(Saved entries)
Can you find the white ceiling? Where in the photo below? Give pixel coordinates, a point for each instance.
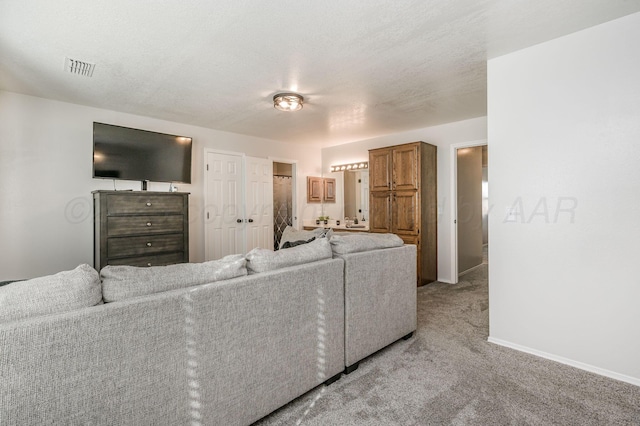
(365, 67)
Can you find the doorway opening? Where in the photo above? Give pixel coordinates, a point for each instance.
(470, 207)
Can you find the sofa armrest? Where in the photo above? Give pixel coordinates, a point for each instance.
(380, 299)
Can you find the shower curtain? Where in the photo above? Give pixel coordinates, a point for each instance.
(282, 207)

*EXERCISE OBJECTIVE:* From the line containing "Can you find the shower" to the final line of the entries, print every line exactly and nothing else.

*WRITTEN RESPONSE:*
Can you find the shower curtain? Where in the photo above? Give pixel coordinates, a point for each instance.
(282, 207)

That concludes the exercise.